**Given exercise:** Filter the rows below, copying every line that contains the string "petal". Treat uppercase and lowercase as distinct.

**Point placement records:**
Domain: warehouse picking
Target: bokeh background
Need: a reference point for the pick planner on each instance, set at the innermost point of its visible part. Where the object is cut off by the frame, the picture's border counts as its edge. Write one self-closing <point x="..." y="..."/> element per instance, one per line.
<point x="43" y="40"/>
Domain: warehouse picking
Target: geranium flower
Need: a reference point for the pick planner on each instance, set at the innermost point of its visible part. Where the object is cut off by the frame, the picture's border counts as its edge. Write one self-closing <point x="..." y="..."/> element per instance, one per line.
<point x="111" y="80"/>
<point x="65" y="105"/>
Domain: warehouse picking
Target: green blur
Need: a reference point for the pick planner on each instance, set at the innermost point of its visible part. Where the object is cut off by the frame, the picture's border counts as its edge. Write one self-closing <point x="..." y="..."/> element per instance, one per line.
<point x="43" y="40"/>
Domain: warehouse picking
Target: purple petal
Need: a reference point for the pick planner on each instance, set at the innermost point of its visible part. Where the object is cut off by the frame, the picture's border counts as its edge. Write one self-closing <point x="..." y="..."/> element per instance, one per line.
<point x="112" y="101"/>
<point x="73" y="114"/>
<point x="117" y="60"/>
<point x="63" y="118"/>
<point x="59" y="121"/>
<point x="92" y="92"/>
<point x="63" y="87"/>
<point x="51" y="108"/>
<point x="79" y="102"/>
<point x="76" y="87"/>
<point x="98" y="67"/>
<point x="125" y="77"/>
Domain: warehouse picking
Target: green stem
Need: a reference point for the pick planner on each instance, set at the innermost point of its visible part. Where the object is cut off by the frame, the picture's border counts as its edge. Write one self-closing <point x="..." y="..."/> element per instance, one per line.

--

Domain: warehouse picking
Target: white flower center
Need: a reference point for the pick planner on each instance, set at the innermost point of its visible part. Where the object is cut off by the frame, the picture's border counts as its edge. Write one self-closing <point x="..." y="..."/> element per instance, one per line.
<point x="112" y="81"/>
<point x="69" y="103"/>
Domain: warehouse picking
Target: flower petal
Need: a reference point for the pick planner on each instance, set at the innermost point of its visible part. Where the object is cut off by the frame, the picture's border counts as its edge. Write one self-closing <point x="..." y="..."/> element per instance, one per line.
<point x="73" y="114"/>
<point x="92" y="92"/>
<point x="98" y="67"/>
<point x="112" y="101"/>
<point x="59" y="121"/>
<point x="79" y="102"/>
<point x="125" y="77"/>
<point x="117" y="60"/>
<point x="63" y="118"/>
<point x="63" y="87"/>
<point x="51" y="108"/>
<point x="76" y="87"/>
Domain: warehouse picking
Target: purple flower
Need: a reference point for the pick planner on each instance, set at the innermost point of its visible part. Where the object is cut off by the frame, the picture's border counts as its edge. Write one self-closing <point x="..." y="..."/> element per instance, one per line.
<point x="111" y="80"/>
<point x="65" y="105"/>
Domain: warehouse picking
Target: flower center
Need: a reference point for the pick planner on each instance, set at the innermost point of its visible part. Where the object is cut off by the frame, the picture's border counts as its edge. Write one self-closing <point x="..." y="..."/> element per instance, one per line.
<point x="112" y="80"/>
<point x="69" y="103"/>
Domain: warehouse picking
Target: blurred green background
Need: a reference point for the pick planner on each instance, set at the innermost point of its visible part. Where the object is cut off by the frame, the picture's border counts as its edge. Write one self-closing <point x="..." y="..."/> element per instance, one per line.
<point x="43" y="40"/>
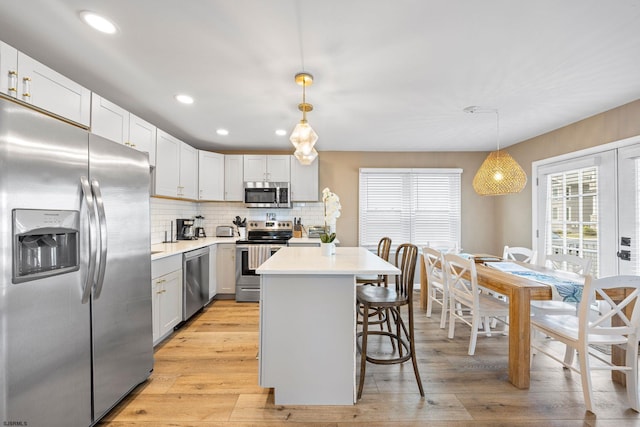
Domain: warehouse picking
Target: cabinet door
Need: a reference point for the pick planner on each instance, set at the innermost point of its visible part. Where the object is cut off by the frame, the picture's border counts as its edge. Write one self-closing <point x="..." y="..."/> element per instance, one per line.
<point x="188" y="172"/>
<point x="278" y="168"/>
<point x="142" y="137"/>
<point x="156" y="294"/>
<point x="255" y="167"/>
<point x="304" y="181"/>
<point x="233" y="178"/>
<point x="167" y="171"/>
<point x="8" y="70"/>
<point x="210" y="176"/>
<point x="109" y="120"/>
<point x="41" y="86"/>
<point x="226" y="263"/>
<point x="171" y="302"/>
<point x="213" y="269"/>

...

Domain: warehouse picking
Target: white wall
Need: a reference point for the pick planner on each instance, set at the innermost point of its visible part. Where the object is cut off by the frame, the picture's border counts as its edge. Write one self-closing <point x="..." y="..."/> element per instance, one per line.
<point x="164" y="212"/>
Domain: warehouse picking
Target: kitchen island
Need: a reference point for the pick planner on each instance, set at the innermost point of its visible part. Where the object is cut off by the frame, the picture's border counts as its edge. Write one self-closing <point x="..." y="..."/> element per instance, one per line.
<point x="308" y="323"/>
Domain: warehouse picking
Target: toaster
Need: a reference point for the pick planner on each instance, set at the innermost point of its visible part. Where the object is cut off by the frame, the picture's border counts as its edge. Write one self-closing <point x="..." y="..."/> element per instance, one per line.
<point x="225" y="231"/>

**Task result:**
Target: purple petal
Target: flower petal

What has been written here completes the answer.